STERRETT / STARRATT / STARRET
[NOTE: I have been
publishing a series of genealogical sketches of the first sixteen families to
settle in Nutfield (Londonderry, New Hampshire in advance of the 300th
anniversary for Founders Day, April 12 – 14, 2019 in Derry, New Hampshire. If you have additional notes on the first few
generations of the STERRETT or STARRETT family, please comment below or send me
an email at vrojomit@gmail.com and I
will edit this sketch. These sketches will be used and distributed to the
public and to the descendants at the Founders Day activities]
Very little is known about James Sterrett. He was one of the sixteen settlers who
followed Rev. James MacGregor to Nutfield, New Hampshire in 1719. He was granted an additional 80 acres next to his original
home lot in 1729. Most of his children all removed to Maine. His wife was “Catherine” and he had four
children:
1.
James Starratt, died 1729 when his ship was lost
at sea near Ipswich, Massachusetts. He married first to Lois Curtis, and second
to a Woodside. He lived in York, Maine
2.
Mary, married James McCartney in November 1723
in Kittery, Maine.
3.
John Starratt, married Martha and lived in
Chester, New Hampshire
4.
Peter Starrat, was married first in Ireland, and
married second to Eleanor Armstrong in 1742 in Falmouth, Maine. Children: Joseph b. 1743 married Mary and removed to
Granville Township, Nova Scotia; John,
born 11 February 1745/6 at Falmouth, Maine and died 4 October 1829 in Paradise,
Nova Scotia, married Hannah Bancroft; George, born 1747 in Falmouth, Maine and
died 20 April 1820 in Paradise, Nova Scotia, married Sarah Balcom; William,
born 1749 in Granville, Nova Scotia, died 23 April 1777 in Boston,
Massachusetts; Mary, born 1751, died in Bridgetown, Nova Scotia, married first
to Thomas Spencer Brown on 1 June 1767, married second to Daniel Wade on 24
December 1776 in Granville, Nova Scotia; Anna Starratt, born 1753, married
Zaccheus Phinney; Eleanor Starratt, born 1757 married John McGregor 1773 in
Granville, Nova Scotia.

• • •

=== TASK GOAL ===
Copy out the complete Sterrett family sketch word for word, keeping its original spelling and punctuation. Rely only on the Sterrett family sketch above; no other source applies.

=== DATA EXTRACT ===
• • •

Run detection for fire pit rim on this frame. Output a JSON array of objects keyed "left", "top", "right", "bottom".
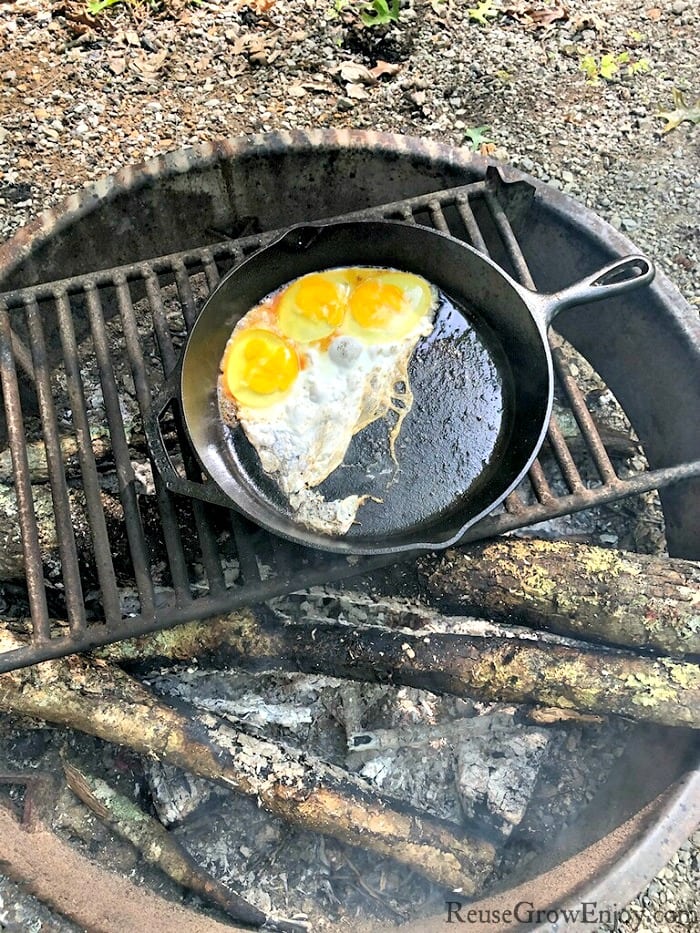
[{"left": 0, "top": 130, "right": 700, "bottom": 929}]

• • •

=== RESULT OF THIS EXERCISE ===
STERRETT / STARRATT / STARRET
[NOTE: I have been
publishing a series of genealogical sketches of the first sixteen families to
settle in Nutfield (Londonderry, New Hampshire in advance of the 300th
anniversary for Founders Day, April 12 – 14, 2019 in Derry, New Hampshire. If you have additional notes on the first few
generations of the STERRETT or STARRETT family, please comment below or send me
an email at vrojomit@gmail.com and I
will edit this sketch. These sketches will be used and distributed to the
public and to the descendants at the Founders Day activities]
Very little is known about James Sterrett. He was one of the sixteen settlers who
followed Rev. James MacGregor to Nutfield, New Hampshire in 1719. He was granted an additional 80 acres next to his original
home lot in 1729. Most of his children all removed to Maine. His wife was “Catherine” and he had four
children:
1.
James Starratt, died 1729 when his ship was lost
at sea near Ipswich, Massachusetts. He married first to Lois Curtis, and second
to a Woodside. He lived in York, Maine
2.
Mary, married James McCartney in November 1723
in Kittery, Maine.
3.
John Starratt, married Martha and lived in
Chester, New Hampshire
4.
Peter Starrat, was married first in Ireland, and
married second to Eleanor Armstrong in 1742 in Falmouth, Maine. Children: Joseph b. 1743 married Mary and removed to
Granville Township, Nova Scotia; John,
born 11 February 1745/6 at Falmouth, Maine and died 4 October 1829 in Paradise,
Nova Scotia, married Hannah Bancroft; George, born 1747 in Falmouth, Maine and
died 20 April 1820 in Paradise, Nova Scotia, married Sarah Balcom; William,
born 1749 in Granville, Nova Scotia, died 23 April 1777 in Boston,
Massachusetts; Mary, born 1751, died in Bridgetown, Nova Scotia, married first
to Thomas Spencer Brown on 1 June 1767, married second to Daniel Wade on 24
December 1776 in Granville, Nova Scotia; Anna Starratt, born 1753, married
Zaccheus Phinney; Eleanor Starratt, born 1757 married John McGregor 1773 in
Granville, Nova Scotia.